DOCUMENT PASSAGE:
▶
- Church: Syriac Orthodox Church
- See: Antioch
- Installed: 1838
- Term ended: 1847
- Predecessor: Ignatius George V
- Successor: Ignatius Jacob II

Personal details
- Born: Elias 1778 Mosul, Ottoman Empire
- Died: 1847 (aged 68–69) Mor Hananyo
- Residence: Mor Hananyo

= Ignatius Elias II =

114th Patriarch of the Syriac Orthodox Church of Antioch (1838-1847)

Ignatius Elias II (1778–1847) was the Patriarch of Antioch and head of the Syriac Orthodox Church from 1838 until his death in 1847.

==Biography==
Elias was born at Mosul about 1778 and was the son of Hindi Karmeh. When he reached his youth, he joined Mor Mattai Monastery near Mosul. He was ordained monk by Metropolitan Eustathios Moosa in 1791 and in 1798 he was appointed the abbot of Mar Behnam Monastery that used to belong to the Syriac Orthodox Church at that time. In 1811 he was ordained as ecumenical metropolitan by Ignatius Matthew and was given the name Gregorius. Then in 1817, he was appointed as Metropolitan of Mosul and Maphrian of the East by Ignatius Yunan and assumed the name Basil Elias III. In 1819, as a Maphrian of the East, he put his hand on the patriarch Ignatius George V at his consecration as the new Patriarch of Syriac Orthodox Church.

==Patriarchal consecration==
In 1836, after the death of Ignatius George V, Gregorius Elias was elected a Patriarch and was given the name Ignatius Elias II. However, the Holy Synod didn't agree to consecrate him until he gets the necessary approvals from the Ottoman government so he had to travel to Istanbul where he spent about 14 months until he got all the approval in addition to approvals to take back some churches and buildings from the Syriac Catholic Church. He came back to Mor Hananyo and was consecrated in October, 1838.
◀
DATA ENTRIES:
▶
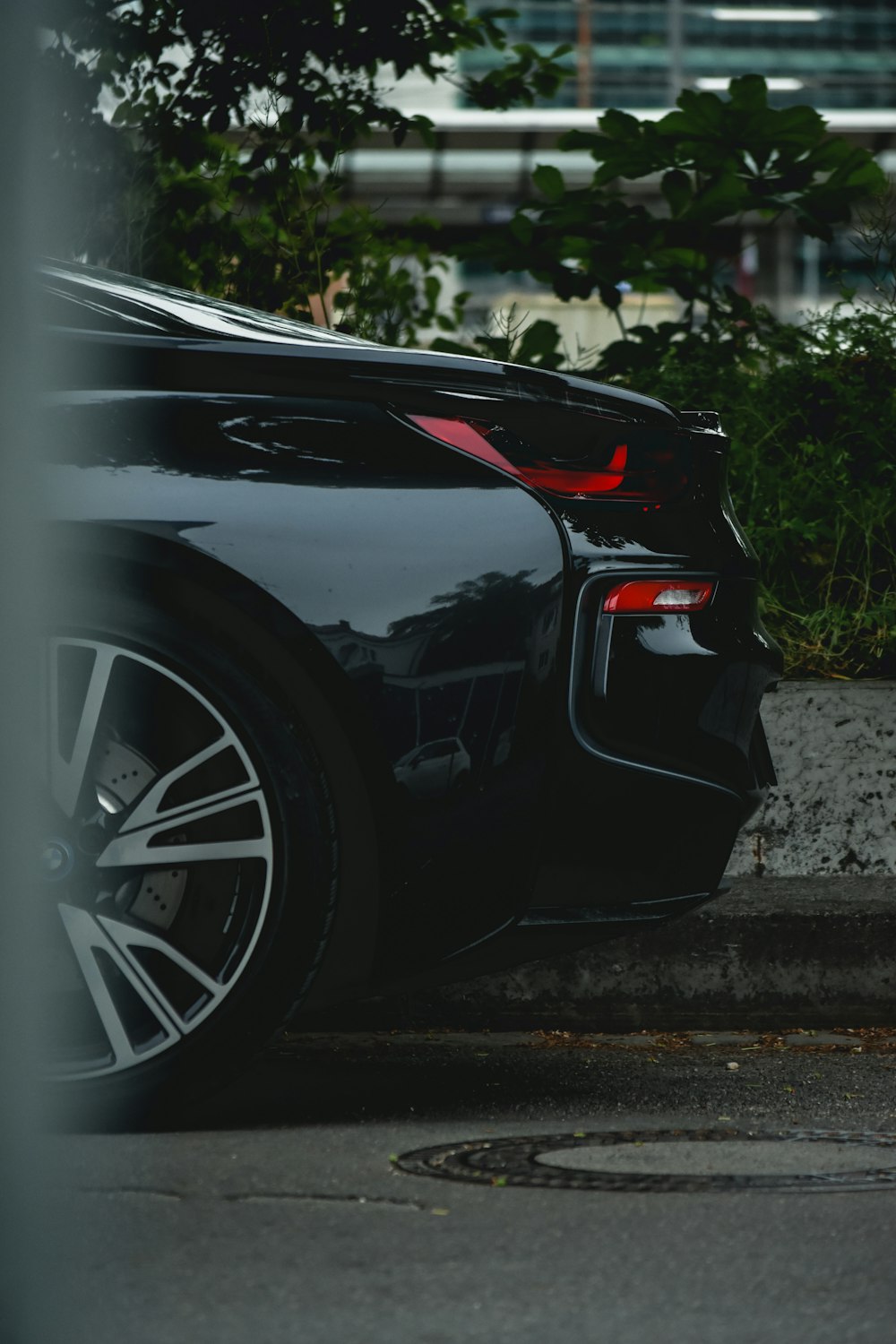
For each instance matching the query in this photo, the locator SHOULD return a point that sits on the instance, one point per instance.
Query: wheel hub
(56, 859)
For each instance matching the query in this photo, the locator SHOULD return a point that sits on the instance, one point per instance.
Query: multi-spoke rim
(159, 857)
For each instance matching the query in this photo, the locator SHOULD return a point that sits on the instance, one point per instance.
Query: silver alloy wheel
(159, 857)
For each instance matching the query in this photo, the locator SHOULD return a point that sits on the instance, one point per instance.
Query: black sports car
(367, 667)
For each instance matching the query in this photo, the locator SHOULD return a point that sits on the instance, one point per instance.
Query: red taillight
(657, 597)
(643, 470)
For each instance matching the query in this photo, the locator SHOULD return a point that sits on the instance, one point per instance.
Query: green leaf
(677, 190)
(549, 182)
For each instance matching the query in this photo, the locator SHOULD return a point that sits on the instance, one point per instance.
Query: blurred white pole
(26, 1266)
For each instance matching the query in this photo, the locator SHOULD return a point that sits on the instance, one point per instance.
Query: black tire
(182, 967)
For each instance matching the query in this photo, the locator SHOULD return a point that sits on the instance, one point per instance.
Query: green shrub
(812, 417)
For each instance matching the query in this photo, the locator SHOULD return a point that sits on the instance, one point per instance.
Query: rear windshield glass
(96, 300)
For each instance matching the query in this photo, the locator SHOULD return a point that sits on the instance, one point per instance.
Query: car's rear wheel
(188, 860)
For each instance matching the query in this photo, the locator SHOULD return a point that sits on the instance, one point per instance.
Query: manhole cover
(669, 1160)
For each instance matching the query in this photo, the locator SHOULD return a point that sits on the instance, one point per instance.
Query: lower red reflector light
(656, 597)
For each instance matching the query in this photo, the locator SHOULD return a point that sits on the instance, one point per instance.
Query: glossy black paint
(582, 771)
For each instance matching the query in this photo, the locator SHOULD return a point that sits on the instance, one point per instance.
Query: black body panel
(527, 755)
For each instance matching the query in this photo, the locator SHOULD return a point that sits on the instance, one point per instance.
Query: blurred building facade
(640, 54)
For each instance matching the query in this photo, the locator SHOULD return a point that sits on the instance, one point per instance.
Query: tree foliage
(720, 163)
(202, 139)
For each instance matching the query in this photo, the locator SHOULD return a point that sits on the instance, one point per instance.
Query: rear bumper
(665, 760)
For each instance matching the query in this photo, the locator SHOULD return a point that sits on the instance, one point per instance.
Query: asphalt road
(281, 1215)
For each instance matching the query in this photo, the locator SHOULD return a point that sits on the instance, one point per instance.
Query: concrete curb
(774, 953)
(834, 809)
(806, 937)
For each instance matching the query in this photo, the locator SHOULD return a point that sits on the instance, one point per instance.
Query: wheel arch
(271, 642)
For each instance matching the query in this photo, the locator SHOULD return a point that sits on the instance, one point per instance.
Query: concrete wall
(834, 808)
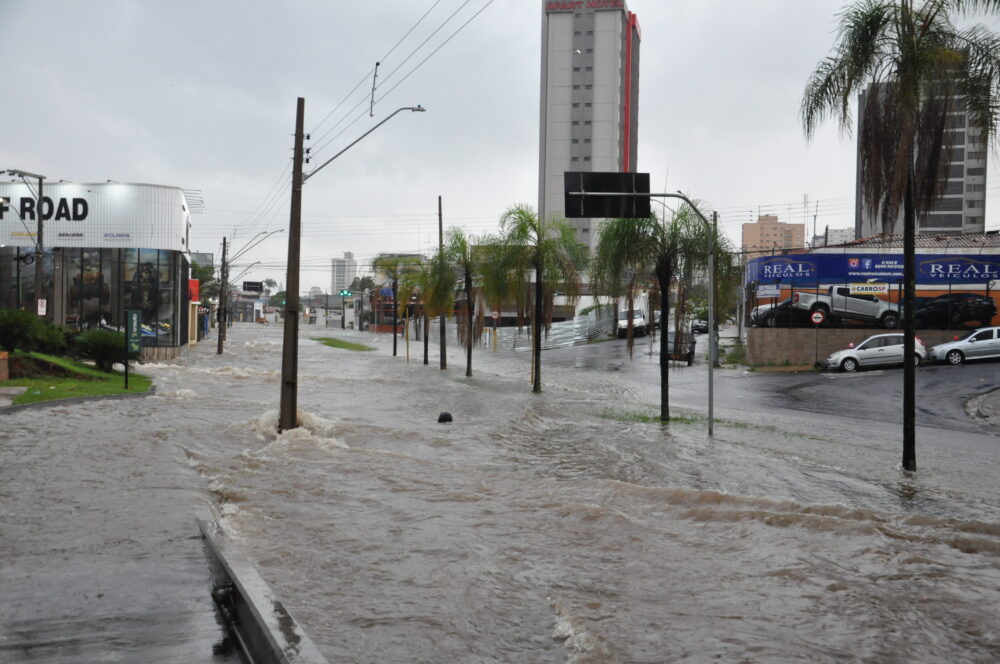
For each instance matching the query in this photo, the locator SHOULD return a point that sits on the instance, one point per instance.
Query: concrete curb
(73, 400)
(252, 613)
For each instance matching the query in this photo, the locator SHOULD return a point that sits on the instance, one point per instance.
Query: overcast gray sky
(202, 95)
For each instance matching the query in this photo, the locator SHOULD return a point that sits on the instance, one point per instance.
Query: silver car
(879, 350)
(975, 344)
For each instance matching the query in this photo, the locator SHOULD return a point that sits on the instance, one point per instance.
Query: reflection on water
(536, 528)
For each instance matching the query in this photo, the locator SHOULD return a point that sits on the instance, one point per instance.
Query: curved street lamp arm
(416, 109)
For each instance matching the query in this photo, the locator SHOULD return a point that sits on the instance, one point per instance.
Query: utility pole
(444, 356)
(39, 237)
(223, 282)
(290, 352)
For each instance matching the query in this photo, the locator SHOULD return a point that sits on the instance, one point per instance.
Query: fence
(597, 323)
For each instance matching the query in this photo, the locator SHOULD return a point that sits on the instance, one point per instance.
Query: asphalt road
(872, 395)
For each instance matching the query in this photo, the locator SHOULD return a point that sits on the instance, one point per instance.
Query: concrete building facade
(589, 98)
(343, 272)
(767, 235)
(962, 207)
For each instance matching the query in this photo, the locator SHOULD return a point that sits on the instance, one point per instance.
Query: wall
(777, 346)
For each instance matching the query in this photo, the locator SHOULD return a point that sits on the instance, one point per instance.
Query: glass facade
(93, 287)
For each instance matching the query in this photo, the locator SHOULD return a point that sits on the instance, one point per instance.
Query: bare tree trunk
(909, 328)
(468, 317)
(536, 331)
(664, 278)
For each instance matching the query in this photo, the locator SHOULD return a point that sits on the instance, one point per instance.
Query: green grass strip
(345, 345)
(85, 381)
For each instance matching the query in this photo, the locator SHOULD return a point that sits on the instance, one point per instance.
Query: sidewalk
(100, 559)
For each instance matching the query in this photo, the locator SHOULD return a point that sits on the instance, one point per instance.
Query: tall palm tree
(466, 258)
(394, 268)
(915, 67)
(634, 251)
(547, 248)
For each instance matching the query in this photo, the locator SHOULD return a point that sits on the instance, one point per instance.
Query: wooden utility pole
(444, 355)
(290, 352)
(223, 281)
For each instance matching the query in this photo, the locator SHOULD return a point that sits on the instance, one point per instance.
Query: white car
(973, 345)
(879, 350)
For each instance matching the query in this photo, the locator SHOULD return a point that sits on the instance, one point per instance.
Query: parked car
(783, 314)
(683, 351)
(955, 309)
(977, 344)
(838, 302)
(639, 325)
(879, 350)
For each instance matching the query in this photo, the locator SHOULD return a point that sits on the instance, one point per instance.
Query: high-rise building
(589, 98)
(962, 206)
(768, 235)
(343, 272)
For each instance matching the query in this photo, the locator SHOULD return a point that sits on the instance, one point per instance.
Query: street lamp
(290, 351)
(39, 237)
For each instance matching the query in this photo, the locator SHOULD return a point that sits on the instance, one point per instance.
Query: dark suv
(956, 309)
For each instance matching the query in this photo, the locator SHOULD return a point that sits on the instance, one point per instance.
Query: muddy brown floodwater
(554, 527)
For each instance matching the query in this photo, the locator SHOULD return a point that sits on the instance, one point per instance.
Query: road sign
(133, 332)
(625, 206)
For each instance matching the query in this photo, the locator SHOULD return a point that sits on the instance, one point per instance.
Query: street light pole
(39, 237)
(290, 350)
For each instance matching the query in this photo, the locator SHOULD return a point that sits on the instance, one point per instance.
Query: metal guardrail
(258, 621)
(597, 323)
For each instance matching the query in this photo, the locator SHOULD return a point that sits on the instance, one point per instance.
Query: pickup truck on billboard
(839, 302)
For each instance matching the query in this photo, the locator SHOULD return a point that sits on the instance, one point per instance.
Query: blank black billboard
(620, 207)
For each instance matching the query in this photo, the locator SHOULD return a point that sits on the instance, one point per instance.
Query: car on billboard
(782, 314)
(978, 344)
(955, 309)
(878, 350)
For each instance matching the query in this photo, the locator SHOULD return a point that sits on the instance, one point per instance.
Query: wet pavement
(99, 560)
(535, 528)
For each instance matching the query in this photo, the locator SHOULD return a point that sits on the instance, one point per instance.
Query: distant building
(202, 259)
(343, 272)
(833, 236)
(768, 235)
(962, 207)
(589, 98)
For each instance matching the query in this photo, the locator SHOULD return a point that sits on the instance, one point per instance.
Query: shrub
(50, 339)
(103, 347)
(18, 329)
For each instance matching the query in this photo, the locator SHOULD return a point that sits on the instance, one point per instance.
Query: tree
(435, 283)
(915, 67)
(394, 268)
(631, 252)
(467, 259)
(208, 285)
(547, 248)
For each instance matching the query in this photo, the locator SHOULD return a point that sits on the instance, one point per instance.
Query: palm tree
(394, 268)
(465, 257)
(915, 67)
(631, 252)
(549, 249)
(435, 283)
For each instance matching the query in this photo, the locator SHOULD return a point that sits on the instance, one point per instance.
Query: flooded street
(555, 527)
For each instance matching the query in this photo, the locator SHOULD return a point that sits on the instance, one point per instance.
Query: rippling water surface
(547, 528)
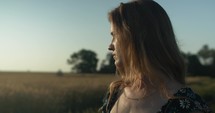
◀
DIRECTION A: Decide whether each statement agrees with the article on Ignatius Elias II: (i) Metropolitan Eustathios Moosa ordained him a monk in 1791; (ii) his consecration as Patriarch took place in Istanbul; (iii) in 1817 he took the name Basil Elias III. For each, answer yes or no and quote the deciding words of the article.
DIRECTION B: Proceed with the article on Ignatius Elias II, picking up right after its final sentence.

EXERCISE ANSWER A:
(i) Yes: "He was ordained monk by Metropolitan Eustathios Moosa in 1791"
(ii) No: "He came back to Mor Hananyo and was consecrated in October, 1838."
(iii) Yes: "in 1817, he was appointed as Metropolitan of Mosul and Maphrian of the East by Ignatius Yunan and assumed the name Basil Elias III"

EXERCISE ANSWER B:
==Episcopal succession==
During Ignatius Elias II time as Patriarch and Metropolitan, he had the duty to ordain and consecrate many Metropolitans in the Syria Orthodox church in addition to tens of priests, monks, and deacons.
1. Cyril Matthew (1838-1846). Metropolitan of the Patriarchal Office. Later, he was appointed Metropolitan of Mor Mattai Monastery (1846-1858)
2. Gregorios Behnam (1838-1852). Metropolitan of Mosul. Later, he was elected Basil Behnam Maphrian of the East (1852-1859)
3. Eustathios AbdulNour of Al-Ruha (1840-1877). Metropolitan of Jerusalem
4. Cyril George (1842-1847). Bishop of Azekh
5. Gregprios Behnam (1845-1846). Metropolitan of Mor Hananyo
6. Athanasius Barsoum (1845-1873). Metropolitan of the Monastery of Beth El
7. Cyril Yuyakkim (1845)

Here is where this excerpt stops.